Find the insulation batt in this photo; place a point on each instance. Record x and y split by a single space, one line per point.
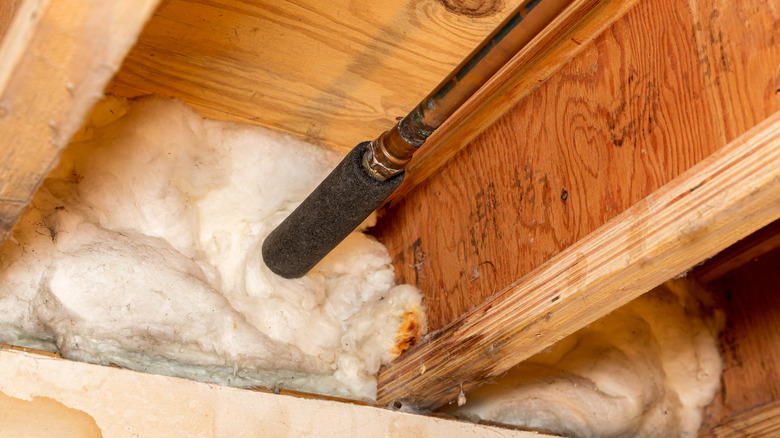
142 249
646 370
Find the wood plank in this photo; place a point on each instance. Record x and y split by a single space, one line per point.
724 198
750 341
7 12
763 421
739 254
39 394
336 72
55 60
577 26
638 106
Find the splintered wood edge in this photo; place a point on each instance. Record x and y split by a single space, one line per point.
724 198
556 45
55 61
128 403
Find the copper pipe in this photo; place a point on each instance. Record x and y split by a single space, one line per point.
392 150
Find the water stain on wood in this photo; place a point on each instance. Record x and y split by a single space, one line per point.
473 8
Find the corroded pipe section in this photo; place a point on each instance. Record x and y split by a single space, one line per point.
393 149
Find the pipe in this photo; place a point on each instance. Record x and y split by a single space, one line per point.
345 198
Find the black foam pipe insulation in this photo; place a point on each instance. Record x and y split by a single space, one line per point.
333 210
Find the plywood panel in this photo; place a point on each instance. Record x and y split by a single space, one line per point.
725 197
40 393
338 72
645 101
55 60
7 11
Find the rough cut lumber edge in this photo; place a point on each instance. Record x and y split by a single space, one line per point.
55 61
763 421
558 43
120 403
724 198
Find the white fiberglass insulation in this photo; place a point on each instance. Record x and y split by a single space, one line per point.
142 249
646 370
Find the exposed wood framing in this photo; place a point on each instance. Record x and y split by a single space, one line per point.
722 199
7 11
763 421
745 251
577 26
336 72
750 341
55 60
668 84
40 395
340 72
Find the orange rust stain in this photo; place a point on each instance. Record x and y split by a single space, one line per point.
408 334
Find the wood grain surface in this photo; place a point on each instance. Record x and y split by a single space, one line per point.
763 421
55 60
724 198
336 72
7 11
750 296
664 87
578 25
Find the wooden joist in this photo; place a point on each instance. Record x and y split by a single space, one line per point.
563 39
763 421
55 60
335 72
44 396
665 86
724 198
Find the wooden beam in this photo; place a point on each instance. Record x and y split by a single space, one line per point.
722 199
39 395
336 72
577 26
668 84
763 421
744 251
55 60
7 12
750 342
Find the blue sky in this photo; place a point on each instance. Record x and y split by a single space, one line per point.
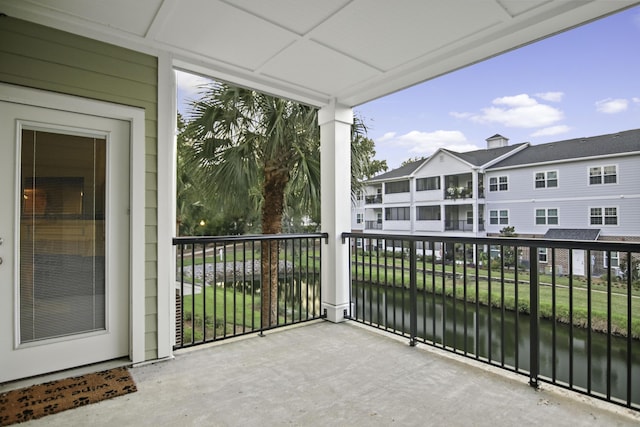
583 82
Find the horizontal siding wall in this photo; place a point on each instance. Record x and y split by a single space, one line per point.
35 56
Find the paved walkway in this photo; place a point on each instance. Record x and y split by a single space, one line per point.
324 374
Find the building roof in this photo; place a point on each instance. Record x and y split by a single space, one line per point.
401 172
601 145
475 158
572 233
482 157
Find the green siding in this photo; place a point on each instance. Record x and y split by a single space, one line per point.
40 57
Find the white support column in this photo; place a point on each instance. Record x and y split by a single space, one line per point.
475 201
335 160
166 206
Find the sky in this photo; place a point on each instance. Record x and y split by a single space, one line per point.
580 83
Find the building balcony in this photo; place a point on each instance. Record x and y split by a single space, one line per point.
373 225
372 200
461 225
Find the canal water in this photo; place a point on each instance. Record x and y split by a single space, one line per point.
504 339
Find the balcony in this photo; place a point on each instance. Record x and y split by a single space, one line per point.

• • •

Exercise details –
An exact copy of the entries, without any pictures, is what the answer should be.

Output of the exercise –
Find the insulation batt in this photo; place a point on each instance. Record x and y split by a single space, one line per point.
142 249
646 370
Find the wood plank in this photo; place a point on each instance. Record x and y split by a single space, one line per point.
724 198
750 341
7 12
763 421
739 254
39 394
336 72
55 60
577 26
638 106
Find the splintered wood edge in this photo; place a point on each instance. Record x and y split by a single space, one line per point.
724 198
556 45
55 61
128 403
Find the copper pipe in this photo; place a point on each instance. Record x and y split by a single space, one line per point.
392 150
Find the water stain on wood in this photo; place a point on each instance. Record x and y split by a single space, one line per point.
473 8
Find the corroded pipe section in this photo; place a point on each instance. Record x and y split by a single space, one line per point.
393 149
Find the pipe in this photo; place a point on each instance. Record x and y split by a single space, one line per point.
345 198
Find the black foam pipe insulation in this photo; place a point on each instance. Record x and y split by a single space, one line per point.
333 210
Find the plywood panel in this photo; place a point on each instance. Record x and y split by a single space, one line per point.
725 197
40 393
338 72
645 101
55 60
7 11
Find the rough cut lumber edge in this photo; place a point on each instance. Record x and y split by a single space, one line per point.
55 61
763 421
558 43
120 403
724 198
Find the white fiberglass insulation in this photo; place a point on each instance. Record x and y split by a single space, one line per point.
142 249
646 370
Find the exposed wood framing in this photo; place a point on each instance. Record x and y split by a single space, one line per point.
722 199
7 11
763 421
745 251
577 26
336 72
750 341
55 60
668 84
40 395
340 72
Find the orange rust stain in this photo; place a point on each instance. Record x and y split by a single space, one line per point.
408 334
Find the wood grain surface in this photo; place a point on each instance. Record x and y split by a single space, one line per point.
763 421
55 60
724 198
336 72
7 11
750 296
664 87
578 25
Find the wooden joist in this photo; place a point on each instance. Record x and y split by a single space, one line per point.
563 39
763 421
55 60
335 72
44 396
665 86
724 198
Find the wooden beam in this photo; place a point on each instance. Record x and y split by a single space, one line per point.
722 199
39 395
336 72
577 26
668 84
763 421
744 251
55 60
7 12
750 342
Find the blue sky in this photo; place a point on each instance. Record x and y split by a single space, one line per point.
583 82
Find the horizontal siding wall in this photo; place a point on each instance. Record x and y split by a single space, one line per point.
35 56
Find the paved walkway in this photo; place a point on each instance. Record x and y split by a single space, one line per point.
324 374
Find the building roof in this photo; place a point on each instance. Record x and y split by a single space, one line per point.
401 172
601 145
475 158
572 233
482 157
Find the green siding in this photo; place a point on each instance. Record x and y split by a single space, one line per point.
40 57
Find the white support column in this photo; place a point on each instance. Record x and y split by a single space, one line per point.
475 201
335 160
166 206
Find the sky in this photo; place a point on each instance. Record x and y split by a single space, one line per point.
580 83
Find the building balcony in this photo; place a point on each instance. Record x and y split by a single space, one line per point.
373 225
372 200
461 225
Find the canal water in this photo; place a point on each instance. Record x and y split by a single space, one line per point.
504 339
Find the balcony in this photo; place a point on each instance. Record x and y split by a single space, one line per point.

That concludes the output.